■ Extract to read ■
● ● ● ● ●

Marbled paper.
6/02/2012In Williamsburg, at the post office, there are sheets of hand-marbled paper available for purchase. They are beautiful. Each time I have visited I have wanted to buy a piece, but refrained because I couldn’t quite fit a sheet with a purpose. Would it be a sheet of wrapping paper? Paper on which to write a letter? What kind of letter or gift would require a *real* piece of paper? I don’t have an answer, so, I have not yet bought a sheet of hand-marbled paper from Williamsburg.
Last night, driving home, I was listening to Robert Shaw’s rendition of Gabriel Faure’s Requiem; Agnus Dei, movement C to be precise. We (as in, the St. Stephen’s choir) will perform Requiem for our Lenten concert in March, so I’ve been tapping into cyberbass and prior recordings in attempts to do better. And last night, in my attempt to learn, I listened to Agnus Dei. And I felt like marbled paper.

● ● ● ● ●

■ Rows ■

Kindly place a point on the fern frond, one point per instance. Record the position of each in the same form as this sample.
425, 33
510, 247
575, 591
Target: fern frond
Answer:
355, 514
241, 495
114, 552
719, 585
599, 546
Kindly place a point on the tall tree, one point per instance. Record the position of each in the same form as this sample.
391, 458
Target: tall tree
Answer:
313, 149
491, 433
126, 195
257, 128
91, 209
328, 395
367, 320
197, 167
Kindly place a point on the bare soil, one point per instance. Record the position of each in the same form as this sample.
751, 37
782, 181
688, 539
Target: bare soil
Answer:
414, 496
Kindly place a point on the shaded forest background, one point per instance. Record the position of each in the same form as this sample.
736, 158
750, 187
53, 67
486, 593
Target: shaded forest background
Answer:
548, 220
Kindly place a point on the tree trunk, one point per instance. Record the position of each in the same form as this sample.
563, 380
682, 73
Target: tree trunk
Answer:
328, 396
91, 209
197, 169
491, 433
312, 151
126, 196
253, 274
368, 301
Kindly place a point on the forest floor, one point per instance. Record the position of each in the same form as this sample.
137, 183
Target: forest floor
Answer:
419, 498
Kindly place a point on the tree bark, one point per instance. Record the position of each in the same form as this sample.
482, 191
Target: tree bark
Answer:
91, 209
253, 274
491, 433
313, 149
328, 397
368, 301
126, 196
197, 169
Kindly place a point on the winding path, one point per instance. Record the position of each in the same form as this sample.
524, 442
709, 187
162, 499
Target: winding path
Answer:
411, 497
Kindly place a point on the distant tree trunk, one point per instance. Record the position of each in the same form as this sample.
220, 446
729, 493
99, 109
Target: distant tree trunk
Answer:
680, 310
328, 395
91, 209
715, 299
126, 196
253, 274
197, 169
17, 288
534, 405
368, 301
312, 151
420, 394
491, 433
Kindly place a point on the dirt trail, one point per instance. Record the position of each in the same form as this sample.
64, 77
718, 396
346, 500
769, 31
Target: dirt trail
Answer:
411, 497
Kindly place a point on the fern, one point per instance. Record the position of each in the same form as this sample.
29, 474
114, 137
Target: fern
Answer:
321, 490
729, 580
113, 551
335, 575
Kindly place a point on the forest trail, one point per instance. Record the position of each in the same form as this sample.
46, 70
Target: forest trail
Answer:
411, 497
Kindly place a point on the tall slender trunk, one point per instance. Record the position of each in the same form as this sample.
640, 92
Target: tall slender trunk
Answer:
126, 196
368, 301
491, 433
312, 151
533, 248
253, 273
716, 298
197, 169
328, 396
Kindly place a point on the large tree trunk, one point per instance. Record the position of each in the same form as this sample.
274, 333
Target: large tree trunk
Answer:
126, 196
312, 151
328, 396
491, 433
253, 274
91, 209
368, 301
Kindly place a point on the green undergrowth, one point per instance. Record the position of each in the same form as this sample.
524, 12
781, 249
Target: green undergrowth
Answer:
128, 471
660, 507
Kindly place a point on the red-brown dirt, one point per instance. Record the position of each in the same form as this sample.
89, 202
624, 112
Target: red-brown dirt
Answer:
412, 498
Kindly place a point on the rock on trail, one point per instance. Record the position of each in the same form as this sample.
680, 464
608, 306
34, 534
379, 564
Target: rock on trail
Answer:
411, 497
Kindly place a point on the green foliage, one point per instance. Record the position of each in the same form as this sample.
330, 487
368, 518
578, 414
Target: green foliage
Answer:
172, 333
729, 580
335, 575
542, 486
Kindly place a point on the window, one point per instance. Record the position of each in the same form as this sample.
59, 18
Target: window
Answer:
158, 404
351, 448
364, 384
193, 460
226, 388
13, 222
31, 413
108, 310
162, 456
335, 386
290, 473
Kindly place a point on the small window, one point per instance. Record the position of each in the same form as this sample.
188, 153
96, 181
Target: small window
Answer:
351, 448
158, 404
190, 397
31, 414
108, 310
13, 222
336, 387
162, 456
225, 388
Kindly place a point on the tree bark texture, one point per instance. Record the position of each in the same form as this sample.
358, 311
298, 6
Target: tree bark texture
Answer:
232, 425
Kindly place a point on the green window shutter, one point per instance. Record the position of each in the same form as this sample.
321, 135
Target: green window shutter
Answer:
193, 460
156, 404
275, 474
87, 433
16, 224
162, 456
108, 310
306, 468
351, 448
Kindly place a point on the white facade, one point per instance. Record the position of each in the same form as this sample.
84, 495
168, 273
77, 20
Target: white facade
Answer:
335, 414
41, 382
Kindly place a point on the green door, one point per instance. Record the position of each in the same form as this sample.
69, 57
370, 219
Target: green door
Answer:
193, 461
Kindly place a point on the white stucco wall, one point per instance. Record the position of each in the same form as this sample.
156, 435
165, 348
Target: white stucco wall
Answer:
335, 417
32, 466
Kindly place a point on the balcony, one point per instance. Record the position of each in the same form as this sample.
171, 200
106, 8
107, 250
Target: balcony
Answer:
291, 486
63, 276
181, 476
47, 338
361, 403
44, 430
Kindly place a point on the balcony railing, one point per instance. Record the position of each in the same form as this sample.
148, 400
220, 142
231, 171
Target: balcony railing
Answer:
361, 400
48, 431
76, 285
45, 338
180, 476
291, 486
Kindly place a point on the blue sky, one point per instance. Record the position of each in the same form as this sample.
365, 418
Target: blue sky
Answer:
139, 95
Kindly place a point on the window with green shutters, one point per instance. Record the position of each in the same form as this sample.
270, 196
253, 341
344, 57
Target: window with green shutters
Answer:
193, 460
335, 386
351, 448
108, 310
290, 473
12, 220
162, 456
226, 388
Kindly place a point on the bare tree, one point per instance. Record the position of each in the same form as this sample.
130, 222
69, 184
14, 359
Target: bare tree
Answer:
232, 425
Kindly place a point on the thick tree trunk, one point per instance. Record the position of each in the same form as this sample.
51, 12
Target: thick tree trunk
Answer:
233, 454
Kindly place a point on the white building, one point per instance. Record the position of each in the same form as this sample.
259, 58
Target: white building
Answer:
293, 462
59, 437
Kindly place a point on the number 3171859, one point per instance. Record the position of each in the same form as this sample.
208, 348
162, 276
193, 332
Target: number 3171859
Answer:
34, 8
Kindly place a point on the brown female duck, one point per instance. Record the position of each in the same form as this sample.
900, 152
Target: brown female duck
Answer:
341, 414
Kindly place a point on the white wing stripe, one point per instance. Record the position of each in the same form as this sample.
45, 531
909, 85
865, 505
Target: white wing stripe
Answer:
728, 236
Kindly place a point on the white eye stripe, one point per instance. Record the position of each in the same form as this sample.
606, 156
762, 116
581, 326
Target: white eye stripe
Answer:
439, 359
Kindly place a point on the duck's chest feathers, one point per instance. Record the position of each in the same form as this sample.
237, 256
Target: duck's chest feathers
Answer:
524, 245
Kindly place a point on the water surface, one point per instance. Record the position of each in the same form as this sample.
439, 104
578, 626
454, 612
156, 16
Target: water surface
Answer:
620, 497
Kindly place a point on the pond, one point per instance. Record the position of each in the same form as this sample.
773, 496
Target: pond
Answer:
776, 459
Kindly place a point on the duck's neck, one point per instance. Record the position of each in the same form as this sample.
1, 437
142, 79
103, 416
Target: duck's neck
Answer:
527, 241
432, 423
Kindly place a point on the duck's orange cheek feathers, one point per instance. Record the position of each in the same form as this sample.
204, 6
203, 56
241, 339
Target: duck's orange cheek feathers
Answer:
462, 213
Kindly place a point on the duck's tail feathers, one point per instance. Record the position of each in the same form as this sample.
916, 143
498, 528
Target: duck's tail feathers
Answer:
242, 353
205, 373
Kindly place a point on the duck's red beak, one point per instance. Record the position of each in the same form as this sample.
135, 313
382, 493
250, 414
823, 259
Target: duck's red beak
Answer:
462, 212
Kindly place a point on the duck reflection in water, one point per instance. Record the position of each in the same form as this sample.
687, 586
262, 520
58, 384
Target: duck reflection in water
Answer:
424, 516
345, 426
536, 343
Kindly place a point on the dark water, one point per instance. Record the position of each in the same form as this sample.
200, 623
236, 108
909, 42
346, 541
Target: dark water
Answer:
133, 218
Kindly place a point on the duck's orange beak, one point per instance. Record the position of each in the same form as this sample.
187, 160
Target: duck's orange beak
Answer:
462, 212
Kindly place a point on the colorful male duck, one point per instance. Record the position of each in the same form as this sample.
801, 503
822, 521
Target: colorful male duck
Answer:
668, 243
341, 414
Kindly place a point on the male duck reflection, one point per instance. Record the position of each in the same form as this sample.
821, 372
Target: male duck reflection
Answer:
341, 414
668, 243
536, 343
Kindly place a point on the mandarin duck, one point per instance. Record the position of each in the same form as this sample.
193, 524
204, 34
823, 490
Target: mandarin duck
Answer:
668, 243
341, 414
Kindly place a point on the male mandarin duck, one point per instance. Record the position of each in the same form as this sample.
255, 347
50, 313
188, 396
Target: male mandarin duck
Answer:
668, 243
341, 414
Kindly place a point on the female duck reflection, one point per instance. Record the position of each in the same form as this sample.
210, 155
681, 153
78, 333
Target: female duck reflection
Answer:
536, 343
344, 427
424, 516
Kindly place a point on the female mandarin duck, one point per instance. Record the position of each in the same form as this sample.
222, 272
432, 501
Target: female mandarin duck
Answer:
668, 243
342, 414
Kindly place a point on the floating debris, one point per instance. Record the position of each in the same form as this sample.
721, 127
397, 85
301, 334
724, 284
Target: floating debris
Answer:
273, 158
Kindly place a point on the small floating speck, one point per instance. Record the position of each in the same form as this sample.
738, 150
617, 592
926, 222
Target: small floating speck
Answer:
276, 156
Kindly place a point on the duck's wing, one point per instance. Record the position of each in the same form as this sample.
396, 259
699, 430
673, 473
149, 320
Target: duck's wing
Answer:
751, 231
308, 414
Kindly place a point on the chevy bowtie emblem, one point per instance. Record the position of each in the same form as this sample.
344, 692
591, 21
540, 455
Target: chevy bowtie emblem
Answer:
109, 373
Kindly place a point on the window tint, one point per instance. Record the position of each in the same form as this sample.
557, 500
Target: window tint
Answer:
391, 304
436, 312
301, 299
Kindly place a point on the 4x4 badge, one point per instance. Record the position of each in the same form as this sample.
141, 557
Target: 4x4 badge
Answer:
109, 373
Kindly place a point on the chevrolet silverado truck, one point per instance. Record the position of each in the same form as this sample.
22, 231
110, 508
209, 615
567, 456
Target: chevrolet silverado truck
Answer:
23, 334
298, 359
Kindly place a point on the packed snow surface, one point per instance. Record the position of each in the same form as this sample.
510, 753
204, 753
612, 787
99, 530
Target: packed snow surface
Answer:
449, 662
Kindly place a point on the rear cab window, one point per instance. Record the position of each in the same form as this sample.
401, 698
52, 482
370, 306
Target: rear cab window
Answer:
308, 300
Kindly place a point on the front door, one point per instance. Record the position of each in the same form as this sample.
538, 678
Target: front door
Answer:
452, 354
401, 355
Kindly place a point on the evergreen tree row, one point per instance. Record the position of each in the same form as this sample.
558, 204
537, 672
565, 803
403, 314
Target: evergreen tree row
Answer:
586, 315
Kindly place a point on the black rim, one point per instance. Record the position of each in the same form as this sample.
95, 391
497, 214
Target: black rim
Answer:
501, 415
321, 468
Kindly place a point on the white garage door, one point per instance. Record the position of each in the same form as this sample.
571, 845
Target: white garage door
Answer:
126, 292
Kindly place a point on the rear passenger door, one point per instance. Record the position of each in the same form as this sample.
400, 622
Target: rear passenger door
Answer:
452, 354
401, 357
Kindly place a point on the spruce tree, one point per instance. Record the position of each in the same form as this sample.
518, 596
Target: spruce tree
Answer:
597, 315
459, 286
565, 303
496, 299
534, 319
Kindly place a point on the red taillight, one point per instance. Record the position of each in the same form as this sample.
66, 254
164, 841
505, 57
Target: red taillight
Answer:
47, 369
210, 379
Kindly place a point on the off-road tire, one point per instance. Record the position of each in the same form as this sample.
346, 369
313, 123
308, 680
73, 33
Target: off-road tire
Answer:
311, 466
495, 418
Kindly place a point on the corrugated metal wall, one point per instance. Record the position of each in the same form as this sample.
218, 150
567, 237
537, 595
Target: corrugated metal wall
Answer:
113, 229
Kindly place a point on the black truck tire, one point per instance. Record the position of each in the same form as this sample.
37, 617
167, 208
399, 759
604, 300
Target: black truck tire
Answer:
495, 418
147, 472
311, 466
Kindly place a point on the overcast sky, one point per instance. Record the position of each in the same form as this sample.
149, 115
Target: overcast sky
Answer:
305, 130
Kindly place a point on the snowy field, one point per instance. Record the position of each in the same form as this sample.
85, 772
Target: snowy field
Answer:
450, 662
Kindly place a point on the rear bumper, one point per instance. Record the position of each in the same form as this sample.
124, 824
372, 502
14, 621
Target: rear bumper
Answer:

● ● ● ● ●

■ Brief 1 ■
In the marbled paper post, set down the passage from "6/02/2012In Williamsburg, at" to "paper from Williamsburg." word for word.
■ Brief 2 ■
Recast the paragraph of the marbled paper post that begins "Last night, driving home" as a short bulleted list that keeps its main facts.
■ Brief 3 ■
According to the marbled paper post, for what event will the St. Stephen's choir perform the Requiem?

■ Worked answer 1 ■
6/02/2012In Williamsburg, at the post office, there are sheets of hand-marbled paper available for purchase. They are beautiful. Each time I have visited I have wanted to buy a piece, but refrained because I couldn’t quite fit a sheet with a purpose. Would it be a sheet of wrapping paper? Paper on which to write a letter? What kind of letter or gift would require a *real* piece of paper? I don’t have an answer, so, I have not yet bought a sheet of hand-marbled paper from Williamsburg.

■ Worked answer 2 ■
- While driving home last night, the writer listened to Robert Shaw's rendition of Gabriel Faure's Requiem, specifically Agnus Dei, movement C.
- The St. Stephen's choir will perform the Requiem for its Lenten concert in March.
- To do better, the writer has been using cyberbass and prior recordings.
- Listening to Agnus Dei to learn, the writer felt like marbled paper.

■ Worked answer 3 ■
Its Lenten concert in March.